━━ EXCERPTED RECORDS

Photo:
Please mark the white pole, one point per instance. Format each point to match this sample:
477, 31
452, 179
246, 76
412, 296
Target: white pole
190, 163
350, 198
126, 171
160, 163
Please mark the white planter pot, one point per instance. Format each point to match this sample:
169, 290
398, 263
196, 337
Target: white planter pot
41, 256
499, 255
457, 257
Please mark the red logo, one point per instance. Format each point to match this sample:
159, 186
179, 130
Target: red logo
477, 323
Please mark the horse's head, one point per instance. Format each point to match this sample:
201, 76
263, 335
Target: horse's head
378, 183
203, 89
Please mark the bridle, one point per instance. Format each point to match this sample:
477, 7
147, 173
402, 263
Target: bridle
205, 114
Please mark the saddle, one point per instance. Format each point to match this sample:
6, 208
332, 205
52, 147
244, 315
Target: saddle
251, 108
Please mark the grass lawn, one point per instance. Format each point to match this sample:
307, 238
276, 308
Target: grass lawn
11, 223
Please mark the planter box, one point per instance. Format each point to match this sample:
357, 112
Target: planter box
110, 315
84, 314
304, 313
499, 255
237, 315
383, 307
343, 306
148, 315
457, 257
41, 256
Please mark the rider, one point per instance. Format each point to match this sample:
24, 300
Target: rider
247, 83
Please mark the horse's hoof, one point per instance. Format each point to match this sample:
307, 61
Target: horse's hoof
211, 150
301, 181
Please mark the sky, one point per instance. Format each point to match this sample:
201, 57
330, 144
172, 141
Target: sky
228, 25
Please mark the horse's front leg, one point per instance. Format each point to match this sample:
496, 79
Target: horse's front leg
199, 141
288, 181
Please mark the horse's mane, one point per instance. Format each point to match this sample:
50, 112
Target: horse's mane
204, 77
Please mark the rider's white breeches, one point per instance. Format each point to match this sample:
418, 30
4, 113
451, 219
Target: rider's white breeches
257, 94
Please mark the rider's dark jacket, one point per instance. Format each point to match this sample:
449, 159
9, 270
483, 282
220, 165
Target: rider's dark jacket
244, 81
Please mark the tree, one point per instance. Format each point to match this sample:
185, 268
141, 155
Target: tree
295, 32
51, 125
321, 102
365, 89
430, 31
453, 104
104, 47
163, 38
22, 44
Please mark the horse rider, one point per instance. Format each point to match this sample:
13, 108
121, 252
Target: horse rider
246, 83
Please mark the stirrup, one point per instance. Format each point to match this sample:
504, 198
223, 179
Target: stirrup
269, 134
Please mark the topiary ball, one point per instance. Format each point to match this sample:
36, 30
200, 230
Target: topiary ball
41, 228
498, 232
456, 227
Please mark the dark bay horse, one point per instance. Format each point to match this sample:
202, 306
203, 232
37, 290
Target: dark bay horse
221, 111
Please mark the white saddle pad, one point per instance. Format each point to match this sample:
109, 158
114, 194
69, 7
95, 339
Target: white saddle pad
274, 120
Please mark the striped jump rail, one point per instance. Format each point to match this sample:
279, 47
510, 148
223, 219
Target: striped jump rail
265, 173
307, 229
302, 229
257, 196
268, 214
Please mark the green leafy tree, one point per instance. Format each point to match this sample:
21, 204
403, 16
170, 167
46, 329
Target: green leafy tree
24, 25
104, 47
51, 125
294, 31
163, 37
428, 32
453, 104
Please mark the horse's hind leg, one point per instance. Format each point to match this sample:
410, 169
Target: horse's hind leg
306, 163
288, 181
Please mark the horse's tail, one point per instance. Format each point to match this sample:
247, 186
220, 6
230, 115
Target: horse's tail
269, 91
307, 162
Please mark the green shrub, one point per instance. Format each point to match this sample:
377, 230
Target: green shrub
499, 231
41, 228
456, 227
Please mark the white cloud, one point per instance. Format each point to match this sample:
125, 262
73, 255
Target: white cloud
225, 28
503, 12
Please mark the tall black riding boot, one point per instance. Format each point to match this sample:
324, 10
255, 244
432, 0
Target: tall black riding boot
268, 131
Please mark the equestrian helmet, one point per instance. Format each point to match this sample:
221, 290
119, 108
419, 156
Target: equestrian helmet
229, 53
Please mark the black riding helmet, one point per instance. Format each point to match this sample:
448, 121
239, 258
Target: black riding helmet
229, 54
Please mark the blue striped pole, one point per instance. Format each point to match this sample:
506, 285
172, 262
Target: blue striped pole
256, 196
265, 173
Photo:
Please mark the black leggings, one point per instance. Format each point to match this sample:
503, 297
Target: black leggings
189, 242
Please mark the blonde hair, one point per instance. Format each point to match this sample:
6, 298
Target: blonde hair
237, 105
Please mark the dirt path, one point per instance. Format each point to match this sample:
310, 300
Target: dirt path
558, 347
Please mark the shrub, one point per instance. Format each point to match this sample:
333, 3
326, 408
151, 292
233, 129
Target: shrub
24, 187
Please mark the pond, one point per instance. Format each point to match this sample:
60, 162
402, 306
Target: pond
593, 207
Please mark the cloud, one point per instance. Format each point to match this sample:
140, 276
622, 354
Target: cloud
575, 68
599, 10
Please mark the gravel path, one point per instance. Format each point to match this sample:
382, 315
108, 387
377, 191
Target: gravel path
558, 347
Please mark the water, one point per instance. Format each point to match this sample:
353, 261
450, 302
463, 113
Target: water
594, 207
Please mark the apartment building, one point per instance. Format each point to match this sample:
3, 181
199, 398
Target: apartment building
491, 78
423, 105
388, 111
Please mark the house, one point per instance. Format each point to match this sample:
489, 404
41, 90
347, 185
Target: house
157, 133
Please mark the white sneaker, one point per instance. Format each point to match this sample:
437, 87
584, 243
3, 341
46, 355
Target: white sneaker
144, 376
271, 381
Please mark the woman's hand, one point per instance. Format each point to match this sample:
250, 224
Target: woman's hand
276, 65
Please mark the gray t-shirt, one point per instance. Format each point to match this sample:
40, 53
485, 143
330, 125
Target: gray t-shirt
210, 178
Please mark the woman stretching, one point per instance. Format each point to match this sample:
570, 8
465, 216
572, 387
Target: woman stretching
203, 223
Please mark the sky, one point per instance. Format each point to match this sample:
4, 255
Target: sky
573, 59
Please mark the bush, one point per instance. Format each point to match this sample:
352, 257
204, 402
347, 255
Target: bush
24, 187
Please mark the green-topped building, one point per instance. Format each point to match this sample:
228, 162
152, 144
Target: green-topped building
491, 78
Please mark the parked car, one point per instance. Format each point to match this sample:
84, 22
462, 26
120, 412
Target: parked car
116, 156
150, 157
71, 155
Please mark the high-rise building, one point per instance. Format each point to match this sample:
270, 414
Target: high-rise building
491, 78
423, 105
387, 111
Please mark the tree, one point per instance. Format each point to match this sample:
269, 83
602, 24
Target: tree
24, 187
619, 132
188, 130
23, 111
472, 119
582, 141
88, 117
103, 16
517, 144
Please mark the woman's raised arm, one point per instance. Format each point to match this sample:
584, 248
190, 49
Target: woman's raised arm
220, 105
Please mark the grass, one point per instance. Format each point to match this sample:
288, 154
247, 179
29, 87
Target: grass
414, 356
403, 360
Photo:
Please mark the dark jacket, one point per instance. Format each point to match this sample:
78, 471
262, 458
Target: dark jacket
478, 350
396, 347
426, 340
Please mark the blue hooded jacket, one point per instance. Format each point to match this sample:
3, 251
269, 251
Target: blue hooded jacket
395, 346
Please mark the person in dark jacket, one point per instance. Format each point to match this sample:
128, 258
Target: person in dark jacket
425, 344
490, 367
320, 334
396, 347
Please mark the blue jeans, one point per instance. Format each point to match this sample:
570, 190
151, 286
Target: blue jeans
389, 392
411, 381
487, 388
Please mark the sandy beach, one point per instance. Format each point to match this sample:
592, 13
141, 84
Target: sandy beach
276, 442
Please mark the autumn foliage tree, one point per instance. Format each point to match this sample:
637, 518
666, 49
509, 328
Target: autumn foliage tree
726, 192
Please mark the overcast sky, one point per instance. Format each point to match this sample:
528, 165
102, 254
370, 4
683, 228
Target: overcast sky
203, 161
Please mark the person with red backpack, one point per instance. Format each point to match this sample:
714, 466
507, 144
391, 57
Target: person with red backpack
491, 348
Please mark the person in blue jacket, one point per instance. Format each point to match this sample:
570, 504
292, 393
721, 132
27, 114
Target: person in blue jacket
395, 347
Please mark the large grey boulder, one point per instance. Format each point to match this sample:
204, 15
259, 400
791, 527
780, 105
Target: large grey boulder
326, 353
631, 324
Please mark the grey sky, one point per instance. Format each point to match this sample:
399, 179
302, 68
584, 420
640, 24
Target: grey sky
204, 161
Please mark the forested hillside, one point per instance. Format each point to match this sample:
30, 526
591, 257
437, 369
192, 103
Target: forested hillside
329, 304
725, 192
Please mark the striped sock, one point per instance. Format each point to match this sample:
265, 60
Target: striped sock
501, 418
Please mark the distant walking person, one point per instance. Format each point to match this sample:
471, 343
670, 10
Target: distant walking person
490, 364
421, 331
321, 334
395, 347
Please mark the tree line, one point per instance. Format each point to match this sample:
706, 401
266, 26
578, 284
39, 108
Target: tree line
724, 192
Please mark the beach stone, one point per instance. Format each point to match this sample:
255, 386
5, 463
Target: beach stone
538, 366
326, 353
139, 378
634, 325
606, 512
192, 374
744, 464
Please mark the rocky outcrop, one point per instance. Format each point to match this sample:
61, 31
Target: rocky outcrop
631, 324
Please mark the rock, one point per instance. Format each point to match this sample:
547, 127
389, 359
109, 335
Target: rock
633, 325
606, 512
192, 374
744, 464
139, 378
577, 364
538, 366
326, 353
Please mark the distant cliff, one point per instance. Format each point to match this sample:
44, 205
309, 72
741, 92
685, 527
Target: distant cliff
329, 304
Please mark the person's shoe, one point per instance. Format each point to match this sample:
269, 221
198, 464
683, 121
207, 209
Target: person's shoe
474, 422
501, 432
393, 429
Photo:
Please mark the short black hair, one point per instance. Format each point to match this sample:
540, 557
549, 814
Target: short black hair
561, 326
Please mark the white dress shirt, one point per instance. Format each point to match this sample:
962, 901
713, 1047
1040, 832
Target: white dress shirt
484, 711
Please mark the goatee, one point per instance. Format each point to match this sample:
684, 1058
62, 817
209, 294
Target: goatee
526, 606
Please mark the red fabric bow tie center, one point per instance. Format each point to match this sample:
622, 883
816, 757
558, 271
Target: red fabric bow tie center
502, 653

━━━━

### INSTRUCTIONS FOR THE TASK
Format the lines of the records as a Markdown table with columns "Row" and "Line", starting at the line containing "Please mark the tree line, one" and ending at the last line of the records, both included. Omit blank lines.

### WRITTEN ANSWER
| Row | Line |
|---|---|
| 1 | Please mark the tree line, one point per instance. Format each point to match this sample: |
| 2 | 706, 401 |
| 3 | 266, 26 |
| 4 | 578, 284 |
| 5 | 39, 108 |
| 6 | Target: tree line |
| 7 | 724, 192 |
| 8 | Please mark the beach stone, one point per instance. Format each point to match this sample: |
| 9 | 255, 386 |
| 10 | 5, 463 |
| 11 | Target: beach stone |
| 12 | 538, 366 |
| 13 | 326, 353 |
| 14 | 139, 378 |
| 15 | 634, 325 |
| 16 | 606, 512 |
| 17 | 192, 374 |
| 18 | 744, 464 |
| 19 | Please mark the rocky outcrop, one point per instance. Format each point to match this sample: |
| 20 | 61, 31 |
| 21 | Target: rocky outcrop |
| 22 | 631, 324 |
| 23 | Please mark the rock, one point per instance. Format each point to match this sample: |
| 24 | 547, 127 |
| 25 | 389, 359 |
| 26 | 109, 335 |
| 27 | Target: rock |
| 28 | 633, 325 |
| 29 | 606, 512 |
| 30 | 192, 374 |
| 31 | 744, 464 |
| 32 | 139, 378 |
| 33 | 577, 364 |
| 34 | 538, 366 |
| 35 | 326, 353 |
| 36 | Please mark the distant cliff, one point per instance. Format each point to match this sample: |
| 37 | 44, 205 |
| 38 | 309, 72 |
| 39 | 741, 92 |
| 40 | 685, 527 |
| 41 | Target: distant cliff |
| 42 | 329, 304 |
| 43 | Please mark the person's shoe, one point per instance. Format each point to match this sample: |
| 44 | 269, 221 |
| 45 | 198, 464 |
| 46 | 683, 121 |
| 47 | 207, 209 |
| 48 | Target: person's shoe |
| 49 | 474, 422 |
| 50 | 501, 432 |
| 51 | 393, 429 |
| 52 | Photo: |
| 53 | Please mark the short black hair, one point per instance. Format each point to match this sample: |
| 54 | 540, 557 |
| 55 | 549, 814 |
| 56 | Target: short black hair |
| 57 | 561, 326 |
| 58 | Please mark the white dress shirt, one point per instance. Format each point to match this sample: |
| 59 | 962, 901 |
| 60 | 713, 1047 |
| 61 | 1040, 832 |
| 62 | Target: white dress shirt |
| 63 | 484, 711 |
| 64 | Please mark the goatee, one point per instance. Format each point to match this sample: |
| 65 | 684, 1058 |
| 66 | 62, 817 |
| 67 | 209, 294 |
| 68 | Target: goatee |
| 69 | 526, 606 |
| 70 | Please mark the red fabric bow tie center, one point per instance. Format each point to match this sample: |
| 71 | 622, 883 |
| 72 | 816, 757 |
| 73 | 558, 271 |
| 74 | Target: red fabric bow tie center |
| 75 | 502, 653 |